**** PASSAGE EXTRAIT ****

5. Plan séance 24/11/2015

Séance du 24 novembre 2015- Réflexions sur la tolérance

Introduction

Nous examinerons ce qu’ Alexis de Tocqueville appelle la « tyrannie de la majorité » dans son ouvrage, De la démocratie en Amérique (Tome 1 : 1835, et Tome 2 : 1840), collection G/F. Il s’agit là d’une forme originale et paradoxale d’intolérance engendrée par la démocratie. Lire particulièrement le chapitre 7 de la 2ème partie du tome 1, et les 3 premiers chapitres de la 1ère partie du tome 2.

La démocratie ne risque pas seulement d’engendrer une tyrannie politique, mais aussi une tyrannie d’opinion. Comment expliquer cette transformation d’un régime, censé pourtant garantir la liberté d’opinion, en régime oppressif et intolérant ? Peut-on l’empêcher, et si c’est le cas, comment ?

1- L’ « égalité des conditions », « principe générateur » de la démocratie (Introduction et 5 premiers chapitres tome 1 partie 1)

a/ La démocratie a un double aspect (politique et social) et a pour principe générateur l’« égalité des conditions » ; la « révolution démocratique » qui en résulte, est un « fait providentiel » ; elle est un processus irrésistible et inévitable, qui, abandonné à lui-même, peut engendrer le phénomène pathologique de la tyrannie de la majorité.

**** DONNÉES ENREGISTRÉES ****

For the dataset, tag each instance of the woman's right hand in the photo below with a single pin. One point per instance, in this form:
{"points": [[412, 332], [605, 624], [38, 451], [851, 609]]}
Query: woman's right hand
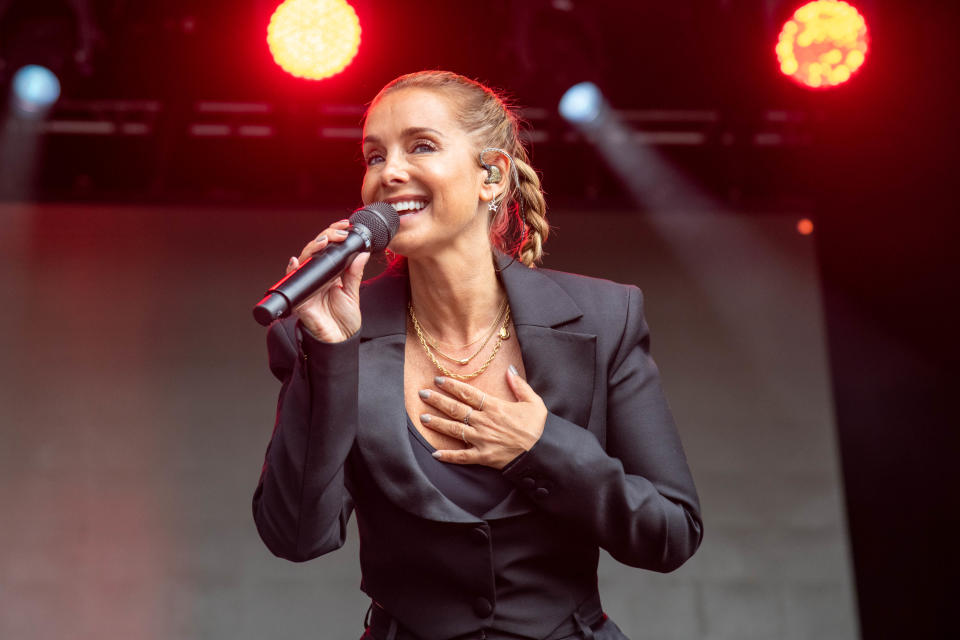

****

= CONSIGNES =
- 1) Recopiez mot pour mot, dans le plan de séance sur Tocqueville, tout ce qui va de « 5. Plan séance » jusqu'à « cas, comment ? ».
- 2) Rédigez la suite du plan de séance sur la tyrannie de la majorité chez Tocqueville, en reprenant juste après sa dernière phrase.

= RÉPONSES =
- 1)
5. Plan séance 24/11/2015

Séance du 24 novembre 2015- Réflexions sur la tolérance

Introduction

Nous examinerons ce qu’ Alexis de Tocqueville appelle la « tyrannie de la majorité » dans son ouvrage, De la démocratie en Amérique (Tome 1 : 1835, et Tome 2 : 1840), collection G/F. Il s’agit là d’une forme originale et paradoxale d’intolérance engendrée par la démocratie. Lire particulièrement le chapitre 7 de la 2ème partie du tome 1, et les 3 premiers chapitres de la 1ère partie du tome 2.

La démocratie ne risque pas seulement d’engendrer une tyrannie politique, mais aussi une tyrannie d’opinion. Comment expliquer cette transformation d’un régime, censé pourtant garantir la liberté d’opinion, en régime oppressif et intolérant ? Peut-on l’empêcher, et si c’est le cas, comment ?

- 2)
b/ « Il faut une science politique nouvelle à un monde tout nouveau » qui permette « d’instruire la démocratie ». La nation américaine est un objet privilégié d’observation : le principe d’égalité des conditions s’y déploie sans obstacle et en toute transparence à partir de la démocratie communale, pour s’étendre ensuite progressivement à la construction des Etats puis à celle du gouvernement fédéral qui dirige l’union des Etats. Le principe de souveraineté populaire devient ainsi un « dogme », qui reçoit l’adhésion de tous les Américains et leur commande de se défaire de toute forme d’influence personnelle.

c/ Le gouvernement dans la démocratie américaine est le pouvoir du peuple immanent à la société, qui se diffuse à toutes ses institutions et manifestations, « telle une clameur confuse qui s’élève de toutes parts » (p-338, t 1). C’est un pouvoir sans limites qui risque d’avoir des effets destructeurs (Peut-on le modérer ? Comment le modérer ? Reprise du questionnement de Montesquieu, au chapitre 4 du Livre XI de L’Esprit des lois, ajusté à la démocratie moderne).

2- La « tyrannie de la majorité » : sur le plan politique, et sur le plan moral et intellectuel

a/ Politiquement, il y a tyrannie de la majorité quand celle-ci se proclame souveraine et se croit infaillible

b/ Moralement et intellectuellement, elle est une tyrannie d’opinion qui conduit les individus à croire qu’elle a toujours raison (elle apparaît plus juste, plus sage et ses intérêts sont préférables).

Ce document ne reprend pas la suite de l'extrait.